#### [Selected passage]
□ □ □ □
Curbing access to supports such as supplemental nutrition assistance and the earned income and child tax credits not only undermines economic security for millions of undocumented immigrants, but also denies potential economic gains to millions of Americans.

Marchers walk along during a rally for immigration reform in downtown Los Angeles, Wednesday, May 1, 2013. (AP/Jae C. Hong)
Marchers walk along during a rally for immigration reform in downtown Los Angeles, Wednesday, May 1, 2013. (AP/Jae C. Hong)

This week the Senate began debate on an immigration-reform plan that includes a road map to citizenship for the 11 million undocumented immigrants striving for a formal place in American society. The Border Security, Economic Opportunity, and Immigration Modernization Reform Act of 2013, or S. 744, proposed by a bipartisan coalition of senators, outlines an arduous 13-year pathway to citizenship through which undocumented immigrants may gain legal status and citizenship. Opponents of reform have already proposed amendments that would undermine the basic economic security of people on the road to citizenship.

In particular, senators have proposed limiting the eligibility of immigrants in Registered Provisional Immigrant, or RPI, status—a temporary legal status that is the first step on the path—to receive the earned income tax credit and the child tax credit. In addition, senators have proposed amendments that would bar even legalized immigrants who adjust to legal permanent resident status from receiving supplemental nutrition assistance (formerly known as food stamps) and have in the past attempted to bar anyone from receiving supplemental nutrition assistance unless every member of their family is a citizen or permanent resident (green-card holder).

But traveling the road to citizenship will already be a financial challenge for most families. Under S. 744 an undocumented immigrant will have to pay a total of $2,000 in fines—$4,000 for a couple—just to obtain a green card, in addition to hefty application fees. These fines and fees also come on top of a stringent requirement that immigrants, in order to adjust to permanent resident status, must either prove that they have worked throughout their entire time in RPI status or have resources totaling at least 125 percent of the federal poverty line. Denying these aspiring Americans access to critical tax credits and vital nutrition assistance would severely undermine their financial security and would make the path to citizenship impossible for some.

What’s more, legal status for the 11 million undocumented immigrants will lead to economic gains for the country in terms of growth, earnings, tax revenues, and jobs, resulting in a $832 billion cumulative increase in U.S. gross domestic product in 10 years. But if fewer undocumented immigrants acquire citizenship, the potential economic gains for our nation will be far less than they otherwise could be. Curbing access to supports such as supplemental nutrition assistance and the earned income and child tax credits therefore not only undermines economic security for millions of undocumented immigrants, but also denies potential economic gains to millions of Americans.
□ □ □ □
Collected data entries:
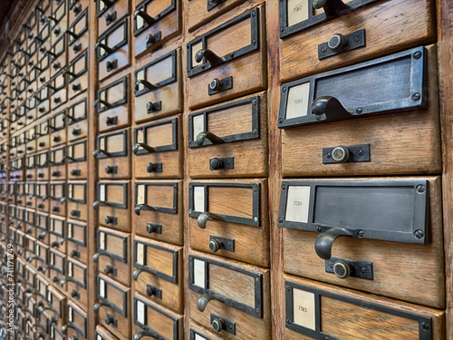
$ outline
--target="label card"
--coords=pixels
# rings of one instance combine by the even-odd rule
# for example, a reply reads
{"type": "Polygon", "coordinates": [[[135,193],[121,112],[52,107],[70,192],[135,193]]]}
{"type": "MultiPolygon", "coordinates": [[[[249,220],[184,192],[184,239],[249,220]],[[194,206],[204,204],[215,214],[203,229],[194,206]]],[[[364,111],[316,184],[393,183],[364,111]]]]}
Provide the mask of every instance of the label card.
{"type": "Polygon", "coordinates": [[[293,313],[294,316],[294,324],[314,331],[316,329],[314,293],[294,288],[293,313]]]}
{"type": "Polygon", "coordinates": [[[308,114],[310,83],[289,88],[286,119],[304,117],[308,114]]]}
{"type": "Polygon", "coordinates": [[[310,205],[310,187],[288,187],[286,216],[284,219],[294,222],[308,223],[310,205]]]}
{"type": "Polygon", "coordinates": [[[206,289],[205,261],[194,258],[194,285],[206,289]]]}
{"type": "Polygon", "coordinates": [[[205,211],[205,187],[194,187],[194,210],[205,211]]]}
□ □ □ □
#### [Problem 1]
In the immigration-reform article, how much in total fines would a couple have to pay under S. 744 to obtain green cards?
#### [Problem 2]
List the areas in which the immigration-reform article says legal status for the 11 million undocumented immigrants will bring economic gains to the country.
#### [Problem 3]
Carry on the immigration-reform article after its final sentence.

#### [Task response 1]
$4,000

#### [Task response 2]
Growth, earnings, tax revenues, and jobs.

#### [Task response 3]
We cannot allow newly legalized immigrants to go hungry

The Supplemental Nutrition Assistance Program, or SNAP, provides nutrition assistance to 47 million low-income people in a typical month, helping fight hunger and keep millions of families and children out of poverty. But SNAP is also a net gain for American communities and businesses: Every $5 in federal SNAP spending generates $9 in economic activity, while every $1 billion in SNAP benefits creates 3,000 new farm jobs alone. These benefits arise as people spend their money at supermarkets, local food and retail stores, and farmers’ markets, creating jobs for those who grow, process, ship, and sell food. In turn, these jobs lead to increased taxes paid by workers, and increased spending by workers, which further stimulates the economy.

No family, whether composed of current citizens or those on the road to citizenship, should be left to go hungry, for both moral and economic reasons. Hunger has detrimental effects on children’s long-term development, from performance in school to future work preparedness and performance, which threatens the economic success and output overall of the nation.

Currently, most immigrants are eligible for SNAP benefits after they have been a lawful permanent resident for at least five years, though all U.S. citizen children, even of undocumented parents, are eligible. One amendment from Sen. Rand Paul (R-KY) would bar even legalized immigrants who adjust to lawful permanent resident status from SNAP benefits. Moreover, previously proposed amendments, such as those proposed on the 2012 Farm Bill, attempted to limit the ability for anyone—even a U.S. citizen child—to receive supplemental nutrition assistance unless everyone in their family is a citizen or a legal permanent resident. Making such a change would mean that even native-born citizen children of Registered Provisional Immigrants would be ineligible to receive SNAP benefits.

Allowing access to supplemental nutrition assistance and other forms of food assistance is necessary to promote family economic security and the economic health of the nation. We should not be playing political football with hungry children.

Tax credits are vital for working families and children

The earned income tax credit and the child tax credit keep families from slipping into poverty by helping working families make ends meet, as well as encouraging and supporting work. In 2011 the earned income tax credit and the child tax credit lifted nearly 9.5 million people, including nearly 5 million children out of poverty. Most taxpayers who claim the earned income tax credit do so for no longer than two consecutive years and end up paying hundreds of billions of dollars more in net federal income taxes than they receive from the credit over time.

Both credits boost the economy, as low-income families use their refund checks to purchase groceries and school supplies, child care, housing, and more, supporting local businesses. In fact, for every earned income tax credit dollar received, $1.50 to $2 is generated in the local economy. Both credits also enable and encourage families to save and build their assets in order to lay the foundation for future economic security.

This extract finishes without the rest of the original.